Segment Start: Passage for review

November 16, 2021 at 8:53 pm #9114
We often think that range or working dogs may be as desired, but that would be unusual. When we select for behaviors, we may inadvertently select for extremes and those extremes may be pathological, as was the case in one other presentation at this meeting. This happens in both working and pet dogs, but the manifestations may differ, and the outcomes may differ.
Regardless of species and whether you are looking at normal or pathology, In experimental neuropsychology, arousal is defined as the level to which you react and reactivity is defined as both the # of behaviors shown and the # of circumstances that trigger those behaviors. One could also argue that arousal could be measured by level to which the reactive behaviors occur.
However, this is all assuming normal behaviors. In other words, the Yerkes-Dodman law applies in normal, non-pathological dogs. In normal, non-pathological dogs you can get dogs who become so aroused that they are beyond helpful decision making and become more impulsive.
In truly pathologically anxious dogs – which may have been the dog in the video – the situation is more complex and worse for both the dog and outcomes. In pathologically anxious dogs thresholds for reaction are lowered significantly compared to the “normal” population (and this can be measured on a distribution with the best data from laboratory rodents) so that the dogs will show the extreme behaviors in contexts and at levels of stimulation not seen in most dogs. Additionally, pathologically anxious dogs react with extreme speed so that the time before which they can be pulled back almost cannot be helpfully detected. These dogs also react to a much higher level, show a constellation of distress and extreme behaviors outside the range of those seen in non-pathological dogs, and take a very long time to return to baseline, which may also change after these events.
In this lecture, I noted that the quality of dog’s behaviour changed – this was seen in the video: the high pitched, repetitive, distressed barks and vocalizations have a series of sonographic signatures associated with situations eliciting distress and often seen in situations when dogs are having difficulty gaining information or making helpful use of the information they have available. This sympathetic arousal creates a heightened hypothalamic-pituitary-adrenal response that raises cortisol levels. At high levels animals – none of them – can learn because to generate enough brain derived neurotrophic factor (BDNF) needed to simulate cystosolic element binding protein (CREB) to encourage neurons to make the new proteins required for learning requires intermediate levels of high levels of BDNF which are available only at intermediate levels of cortisol. As a result, learning is inhibited for much longer than the event due to cortisol acting a hormone response element that blocks genetic transcription, and because the chronically elevated cortisol decreased the number of neurons in the hippocampus and amygdala (areas required for learning) and makes the hypothalmus more reactive. All of this also appears to be involved in an inflammatory response which may damage some of the brain’s buffering capacity.
In short – the dog in front of us is telling us a lot about how they perceive what we are doing with and to them and what we are asking them to do. What we think we are doing and what we are doing may be 2 different things.

Segment End: Passage for review
Segment Start: Dataset excerpts

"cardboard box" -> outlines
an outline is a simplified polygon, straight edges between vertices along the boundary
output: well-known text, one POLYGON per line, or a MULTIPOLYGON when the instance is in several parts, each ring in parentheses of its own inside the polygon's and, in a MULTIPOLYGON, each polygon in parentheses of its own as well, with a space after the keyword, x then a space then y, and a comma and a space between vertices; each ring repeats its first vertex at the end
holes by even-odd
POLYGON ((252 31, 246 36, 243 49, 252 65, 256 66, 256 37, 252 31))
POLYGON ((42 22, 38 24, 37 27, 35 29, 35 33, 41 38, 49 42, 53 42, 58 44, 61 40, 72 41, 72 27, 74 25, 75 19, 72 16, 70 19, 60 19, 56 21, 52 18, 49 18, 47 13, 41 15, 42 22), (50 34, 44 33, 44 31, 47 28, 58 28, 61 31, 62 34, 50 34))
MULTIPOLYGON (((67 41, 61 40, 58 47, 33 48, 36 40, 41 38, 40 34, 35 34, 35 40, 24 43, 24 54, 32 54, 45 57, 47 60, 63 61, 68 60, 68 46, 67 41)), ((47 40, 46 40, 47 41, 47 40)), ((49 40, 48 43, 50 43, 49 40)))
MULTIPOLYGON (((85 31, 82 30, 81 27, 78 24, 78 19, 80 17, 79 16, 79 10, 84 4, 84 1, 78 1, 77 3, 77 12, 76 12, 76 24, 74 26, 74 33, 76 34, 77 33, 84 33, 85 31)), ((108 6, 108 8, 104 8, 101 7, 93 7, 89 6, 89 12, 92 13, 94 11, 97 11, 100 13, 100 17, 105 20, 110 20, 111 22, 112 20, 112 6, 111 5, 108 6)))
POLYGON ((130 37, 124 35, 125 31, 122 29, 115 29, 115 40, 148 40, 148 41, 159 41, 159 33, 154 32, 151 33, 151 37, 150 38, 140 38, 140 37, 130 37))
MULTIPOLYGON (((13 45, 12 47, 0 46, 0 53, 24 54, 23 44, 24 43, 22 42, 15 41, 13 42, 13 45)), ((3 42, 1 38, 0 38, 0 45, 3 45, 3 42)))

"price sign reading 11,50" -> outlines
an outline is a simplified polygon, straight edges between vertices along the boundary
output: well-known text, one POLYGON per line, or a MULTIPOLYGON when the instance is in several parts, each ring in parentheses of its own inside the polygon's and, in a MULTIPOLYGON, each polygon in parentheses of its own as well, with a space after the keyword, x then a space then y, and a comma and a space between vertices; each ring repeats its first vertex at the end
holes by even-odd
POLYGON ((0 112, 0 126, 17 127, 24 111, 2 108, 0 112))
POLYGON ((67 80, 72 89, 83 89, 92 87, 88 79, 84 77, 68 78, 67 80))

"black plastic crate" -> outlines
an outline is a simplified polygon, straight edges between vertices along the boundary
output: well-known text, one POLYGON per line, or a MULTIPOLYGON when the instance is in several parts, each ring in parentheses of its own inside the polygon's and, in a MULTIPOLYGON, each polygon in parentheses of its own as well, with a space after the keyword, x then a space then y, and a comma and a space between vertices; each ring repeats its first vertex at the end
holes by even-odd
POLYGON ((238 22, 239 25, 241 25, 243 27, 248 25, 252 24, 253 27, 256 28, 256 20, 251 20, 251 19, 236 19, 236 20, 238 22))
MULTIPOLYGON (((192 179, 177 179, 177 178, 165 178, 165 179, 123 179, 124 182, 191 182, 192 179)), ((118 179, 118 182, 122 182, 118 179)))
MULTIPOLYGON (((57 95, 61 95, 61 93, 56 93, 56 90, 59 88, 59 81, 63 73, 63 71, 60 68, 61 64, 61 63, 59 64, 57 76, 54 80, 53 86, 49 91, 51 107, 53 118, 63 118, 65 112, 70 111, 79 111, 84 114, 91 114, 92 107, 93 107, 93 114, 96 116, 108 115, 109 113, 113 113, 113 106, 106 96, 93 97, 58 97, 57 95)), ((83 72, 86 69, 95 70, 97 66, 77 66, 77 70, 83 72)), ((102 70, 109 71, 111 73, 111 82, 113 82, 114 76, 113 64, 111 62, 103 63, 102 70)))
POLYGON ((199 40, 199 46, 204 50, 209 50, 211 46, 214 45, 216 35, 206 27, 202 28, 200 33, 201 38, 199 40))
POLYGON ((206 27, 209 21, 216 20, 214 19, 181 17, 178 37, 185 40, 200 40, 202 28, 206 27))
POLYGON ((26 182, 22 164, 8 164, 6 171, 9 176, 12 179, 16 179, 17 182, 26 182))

Segment End: Dataset excerpts

Work request 1 => Using the forum post on arousal and anxiety in dogs, list every way it says pathologically anxious dogs react differently from non-pathological dogs.
Work request 2 => From the forum post on arousal and anxiety in dogs, extract the passage from "Regardless of species" up to and including "become more impulsive.".

Output 1 =>
- Their thresholds for reaction are significantly lower, so they show extreme behaviors in contexts and at levels of stimulation not seen in most dogs.
- They react with extreme speed, so the time before they can be pulled back can barely be detected.
- They react to a much higher level.
- They show a constellation of distress and extreme behaviors outside the range seen in non-pathological dogs.
- They take a very long time to return to baseline, and that baseline may also change after these events.

Output 2 =>
Regardless of species and whether you are looking at normal or pathology, In experimental neuropsychology, arousal is defined as the level to which you react and reactivity is defined as both the # of behaviors shown and the # of circumstances that trigger those behaviors. One could also argue that arousal could be measured by level to which the reactive behaviors occur.
However, this is all assuming normal behaviors. In other words, the Yerkes-Dodman law applies in normal, non-pathological dogs. In normal, non-pathological dogs you can get dogs who become so aroused that they are beyond helpful decision making and become more impulsive.